SUPPLIED INFORMATION section start

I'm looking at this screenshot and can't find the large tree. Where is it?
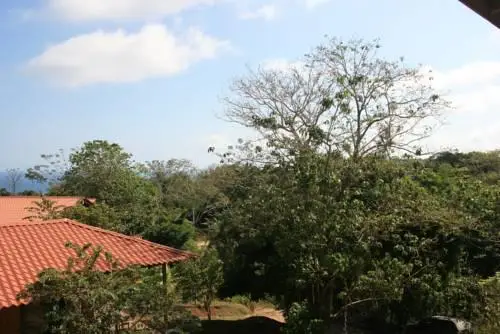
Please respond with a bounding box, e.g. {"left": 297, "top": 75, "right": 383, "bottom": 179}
{"left": 224, "top": 38, "right": 449, "bottom": 161}
{"left": 31, "top": 140, "right": 160, "bottom": 235}
{"left": 214, "top": 153, "right": 491, "bottom": 331}
{"left": 62, "top": 140, "right": 136, "bottom": 200}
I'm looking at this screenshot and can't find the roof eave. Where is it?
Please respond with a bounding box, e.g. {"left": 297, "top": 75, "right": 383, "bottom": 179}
{"left": 460, "top": 0, "right": 500, "bottom": 29}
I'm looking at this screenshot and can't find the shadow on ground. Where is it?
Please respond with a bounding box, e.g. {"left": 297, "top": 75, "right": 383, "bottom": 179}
{"left": 201, "top": 316, "right": 283, "bottom": 334}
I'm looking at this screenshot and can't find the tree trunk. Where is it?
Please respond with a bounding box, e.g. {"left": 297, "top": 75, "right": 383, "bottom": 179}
{"left": 205, "top": 300, "right": 212, "bottom": 321}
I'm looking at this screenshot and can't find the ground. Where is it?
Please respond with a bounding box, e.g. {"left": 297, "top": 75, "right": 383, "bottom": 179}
{"left": 201, "top": 317, "right": 283, "bottom": 334}
{"left": 186, "top": 301, "right": 285, "bottom": 334}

SUPPLIED INFORMATION section end

- **ACTIVITY**: Each line of the listing above belongs in the answer exactly as written; the pictures do not.

- **TASK SOLUTION**:
I'm looking at this screenshot and can't find the large tree. Where is it?
Please respond with a bounding box, e.g. {"left": 297, "top": 75, "right": 383, "bottom": 179}
{"left": 224, "top": 38, "right": 449, "bottom": 161}
{"left": 31, "top": 140, "right": 160, "bottom": 235}
{"left": 214, "top": 153, "right": 491, "bottom": 331}
{"left": 62, "top": 140, "right": 136, "bottom": 200}
I'm looking at this screenshot and can't find the roof eave. Where is it?
Please respond with a bounding box, e.g. {"left": 297, "top": 75, "right": 383, "bottom": 179}
{"left": 460, "top": 0, "right": 500, "bottom": 29}
I'm looking at this screenshot and can't find the shadow on ground. Where is it?
Please respond with a bounding box, e.g. {"left": 297, "top": 75, "right": 383, "bottom": 179}
{"left": 201, "top": 316, "right": 283, "bottom": 334}
I'm looking at this screenshot and can't find the tree trunk. Where is it?
Please respond with a bounding box, e.g. {"left": 297, "top": 75, "right": 383, "bottom": 179}
{"left": 205, "top": 300, "right": 212, "bottom": 321}
I'm looking at this screenshot and can't find the ground. Where is it?
Please respond with a bounding box, e.g. {"left": 297, "top": 75, "right": 383, "bottom": 179}
{"left": 201, "top": 317, "right": 283, "bottom": 334}
{"left": 186, "top": 301, "right": 285, "bottom": 334}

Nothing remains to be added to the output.